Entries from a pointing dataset
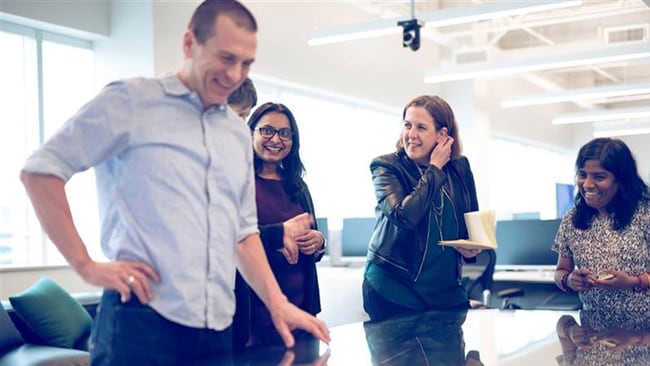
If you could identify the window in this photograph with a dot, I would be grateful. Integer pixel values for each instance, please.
(523, 178)
(45, 78)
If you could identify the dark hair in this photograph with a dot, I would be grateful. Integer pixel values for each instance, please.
(443, 116)
(203, 20)
(615, 157)
(245, 94)
(292, 169)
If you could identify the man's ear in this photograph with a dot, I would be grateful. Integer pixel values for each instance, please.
(188, 43)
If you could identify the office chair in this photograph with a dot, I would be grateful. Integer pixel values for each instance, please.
(478, 279)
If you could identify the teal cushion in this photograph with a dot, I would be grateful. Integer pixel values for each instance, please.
(52, 314)
(10, 338)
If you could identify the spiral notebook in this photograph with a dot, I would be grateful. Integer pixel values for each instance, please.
(481, 227)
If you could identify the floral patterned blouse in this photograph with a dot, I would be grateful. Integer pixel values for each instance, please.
(600, 247)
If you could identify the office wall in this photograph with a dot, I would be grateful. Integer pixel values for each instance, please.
(87, 18)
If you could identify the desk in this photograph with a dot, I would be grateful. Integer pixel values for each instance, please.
(526, 276)
(501, 337)
(540, 291)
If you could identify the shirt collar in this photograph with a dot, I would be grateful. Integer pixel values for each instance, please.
(174, 86)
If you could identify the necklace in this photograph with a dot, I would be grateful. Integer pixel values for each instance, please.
(438, 212)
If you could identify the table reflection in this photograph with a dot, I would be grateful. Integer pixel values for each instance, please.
(599, 338)
(432, 338)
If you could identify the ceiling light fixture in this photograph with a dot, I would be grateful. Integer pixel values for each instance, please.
(576, 95)
(608, 129)
(436, 18)
(558, 60)
(601, 115)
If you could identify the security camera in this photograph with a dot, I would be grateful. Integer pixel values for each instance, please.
(411, 33)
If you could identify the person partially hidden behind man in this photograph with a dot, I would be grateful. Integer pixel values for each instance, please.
(174, 170)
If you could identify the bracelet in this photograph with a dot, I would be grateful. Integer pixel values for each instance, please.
(639, 287)
(564, 286)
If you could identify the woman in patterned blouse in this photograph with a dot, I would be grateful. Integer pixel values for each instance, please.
(603, 242)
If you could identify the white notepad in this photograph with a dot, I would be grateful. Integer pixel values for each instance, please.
(481, 227)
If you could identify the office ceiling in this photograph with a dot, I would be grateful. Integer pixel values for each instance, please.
(380, 69)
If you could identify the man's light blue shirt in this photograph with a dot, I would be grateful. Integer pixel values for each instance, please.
(175, 188)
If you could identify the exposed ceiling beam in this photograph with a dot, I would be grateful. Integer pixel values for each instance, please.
(574, 95)
(556, 60)
(436, 18)
(612, 114)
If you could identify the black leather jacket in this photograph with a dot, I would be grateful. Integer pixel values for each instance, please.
(405, 200)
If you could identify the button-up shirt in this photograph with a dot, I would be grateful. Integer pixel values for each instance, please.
(175, 189)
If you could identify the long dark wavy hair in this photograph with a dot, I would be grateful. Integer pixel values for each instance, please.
(291, 168)
(615, 157)
(443, 116)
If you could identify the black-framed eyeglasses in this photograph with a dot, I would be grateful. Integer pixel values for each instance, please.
(268, 132)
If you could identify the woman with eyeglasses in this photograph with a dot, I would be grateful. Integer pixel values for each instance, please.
(283, 202)
(422, 191)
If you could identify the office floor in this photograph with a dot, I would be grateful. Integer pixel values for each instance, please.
(340, 291)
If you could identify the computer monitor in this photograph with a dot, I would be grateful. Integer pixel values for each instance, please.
(526, 243)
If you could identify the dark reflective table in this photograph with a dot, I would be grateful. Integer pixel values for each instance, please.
(497, 337)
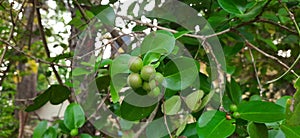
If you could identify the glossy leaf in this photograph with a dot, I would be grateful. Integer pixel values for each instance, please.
(253, 12)
(257, 130)
(134, 113)
(190, 131)
(162, 42)
(261, 112)
(293, 109)
(79, 72)
(40, 129)
(103, 82)
(59, 94)
(290, 131)
(39, 101)
(180, 73)
(85, 136)
(74, 116)
(213, 124)
(171, 106)
(193, 100)
(233, 6)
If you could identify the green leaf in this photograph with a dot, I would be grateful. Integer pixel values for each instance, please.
(193, 100)
(59, 94)
(253, 12)
(269, 42)
(40, 129)
(213, 124)
(171, 106)
(293, 118)
(85, 136)
(261, 112)
(233, 6)
(257, 130)
(118, 72)
(190, 131)
(80, 71)
(290, 131)
(103, 82)
(63, 127)
(50, 133)
(134, 113)
(74, 116)
(180, 73)
(235, 92)
(162, 42)
(39, 102)
(282, 101)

- WRITTEN TASK:
Starting at the line that contains "If you could identify the glossy" and ending at the final line of the records, write out every line again, requests included. Scale each coordinate in the answers by 2.2 and round it to a whole number, rounding halves up.

- FINISHED EXERCISE:
If you could identify the glossy leaf in this photograph with a dot, I would be grateful. Integer pixel values for each instance, please.
(557, 26)
(565, 286)
(295, 249)
(418, 288)
(356, 92)
(574, 246)
(645, 240)
(174, 158)
(88, 284)
(227, 180)
(130, 207)
(638, 288)
(86, 222)
(396, 161)
(187, 299)
(163, 255)
(469, 273)
(376, 233)
(425, 220)
(513, 13)
If you could identify the green leaf in this photograph with a dot, I would be grateful. Integer pixel values for each instance, please.
(425, 220)
(130, 207)
(557, 26)
(592, 92)
(88, 284)
(469, 273)
(376, 233)
(645, 260)
(187, 299)
(574, 246)
(513, 13)
(565, 286)
(260, 158)
(418, 288)
(176, 156)
(638, 288)
(227, 180)
(139, 279)
(110, 293)
(295, 249)
(163, 255)
(396, 161)
(517, 202)
(356, 92)
(86, 224)
(620, 222)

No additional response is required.